For a pure, crazed variety of immediately recognizable wild foods, there's probably never been a better place than New Orleans. In 1885, William Coleman Head wrote in a guidebook that the city's culinary glory sprang from the "fresh and salt water fish in its immediate neighborhood, oysters at its very doors...and game in abundance in its encircling swamps," which, when coupled with good cooking, made "the cuisine of New Orleans the finest in America." Moreover, since 1744 Acadians living in the "encircling swamps" far to the southwest had been developing the Cajun cooking that would one day attain the stature of the city's Creole dishes. Shrimp, oysters, duck, and dozens of species of fish have remained the foundation of the state's ebullient cuisines ever since.

## Objectives
A. Return the New Orleans cooking passage from "For a pure, crazed" to "cuisines ever since.", word for word.
B. Carry the New Orleans cooking passage forward from its last sentence.
The records that follow are separate from the New Orleans cooking passage.

## Material
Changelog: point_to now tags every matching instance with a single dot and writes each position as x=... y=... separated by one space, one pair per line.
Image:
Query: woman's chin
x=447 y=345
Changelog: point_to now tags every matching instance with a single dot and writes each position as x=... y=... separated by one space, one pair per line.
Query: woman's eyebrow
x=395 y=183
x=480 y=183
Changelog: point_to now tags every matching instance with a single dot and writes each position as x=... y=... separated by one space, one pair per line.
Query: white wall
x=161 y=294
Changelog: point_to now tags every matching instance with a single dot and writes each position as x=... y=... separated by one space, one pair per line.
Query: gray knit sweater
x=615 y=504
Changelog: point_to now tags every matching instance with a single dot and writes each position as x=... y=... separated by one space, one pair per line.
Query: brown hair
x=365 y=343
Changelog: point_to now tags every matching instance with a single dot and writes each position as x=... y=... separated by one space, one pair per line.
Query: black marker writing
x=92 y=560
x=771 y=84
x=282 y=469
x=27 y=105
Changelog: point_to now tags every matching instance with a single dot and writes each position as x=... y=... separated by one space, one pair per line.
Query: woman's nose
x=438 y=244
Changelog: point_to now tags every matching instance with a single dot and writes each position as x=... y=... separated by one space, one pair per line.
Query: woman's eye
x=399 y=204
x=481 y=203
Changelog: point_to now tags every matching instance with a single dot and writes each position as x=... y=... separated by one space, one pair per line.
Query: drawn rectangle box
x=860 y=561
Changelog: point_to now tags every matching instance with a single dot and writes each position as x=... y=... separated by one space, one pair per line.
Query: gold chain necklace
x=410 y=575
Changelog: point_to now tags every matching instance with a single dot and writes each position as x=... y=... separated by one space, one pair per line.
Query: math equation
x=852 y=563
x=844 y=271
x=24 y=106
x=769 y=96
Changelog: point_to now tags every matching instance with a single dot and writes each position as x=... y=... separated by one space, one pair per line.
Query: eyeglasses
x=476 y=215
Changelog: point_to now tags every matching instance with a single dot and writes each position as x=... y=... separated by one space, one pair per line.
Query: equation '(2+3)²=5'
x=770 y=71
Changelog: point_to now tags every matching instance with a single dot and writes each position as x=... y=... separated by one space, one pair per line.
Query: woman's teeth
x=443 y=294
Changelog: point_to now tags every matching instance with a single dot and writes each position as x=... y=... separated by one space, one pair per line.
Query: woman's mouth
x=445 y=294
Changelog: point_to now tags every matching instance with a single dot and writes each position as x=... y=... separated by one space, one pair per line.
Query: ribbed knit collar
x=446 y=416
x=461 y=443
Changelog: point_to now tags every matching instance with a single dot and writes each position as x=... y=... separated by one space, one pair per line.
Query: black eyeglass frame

## Responses in order
A.
For a pure, crazed variety of immediately recognizable wild foods, there's probably never been a better place than New Orleans. In 1885, William Coleman Head wrote in a guidebook that the city's culinary glory sprang from the "fresh and salt water fish in its immediate neighborhood, oysters at its very doors...and game in abundance in its encircling swamps," which, when coupled with good cooking, made "the cuisine of New Orleans the finest in America." Moreover, since 1744 Acadians living in the "encircling swamps" far to the southwest had been developing the Cajun cooking that would one day attain the stature of the city's Creole dishes. Shrimp, oysters, duck, and dozens of species of fish have remained the foundation of the state's ebullient cuisines ever since.

B.
That's the proper context for considering the damage-control public relations campaign waged by British Petroleum after the beginning of their Deepwater Horizon catastrophe. Having spilled millions of barrels of oil into the Gulf, having added hundreds of thousands of gallons of chemical dispersant, the company declared on television and in print that "we will make this right" (CEO Tony Hayward repeated the line before congress). Here, the company sought to present itself as a generally responsible neighbor, if one who had made a regrettable (and correctable) mistake.
But the Gulf and the wetlands hemming its coast have sustained humans for thousands of years. Millions of people delight in its foods, which innumerable families make a living providing to them. Obviously BP should be liable for every dime of economic damages that can be wrung from them for the support of those most directly affected by the spill. But as we witness what may be a sharp, irreversible break in the region's cultural and environmental history, a devastating wound to already-struggling coastal communities, a possible end to beloved traditions, the question becomes what sum, exactly, Hayward believes could ever make this right. Today's fishermen are only the first to be harmed; this disaster may last for generations. It's impossible to write a check to cover that.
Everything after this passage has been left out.